▸ Collected data entries:
___
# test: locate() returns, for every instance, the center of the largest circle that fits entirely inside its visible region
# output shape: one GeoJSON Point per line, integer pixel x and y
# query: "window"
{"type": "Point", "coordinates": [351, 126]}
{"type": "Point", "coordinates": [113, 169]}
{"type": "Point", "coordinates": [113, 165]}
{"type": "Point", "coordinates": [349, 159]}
___
▸ TASK DIRECTIONS: In the records above, find the line containing "# output shape: one"; please retype it and every line after it through the last line, exactly and with nothing else.

▸ OUTPUT BELOW:
# output shape: one GeoJSON Point per line, integer pixel x and y
# query: "window"
{"type": "Point", "coordinates": [351, 126]}
{"type": "Point", "coordinates": [113, 169]}
{"type": "Point", "coordinates": [113, 165]}
{"type": "Point", "coordinates": [349, 159]}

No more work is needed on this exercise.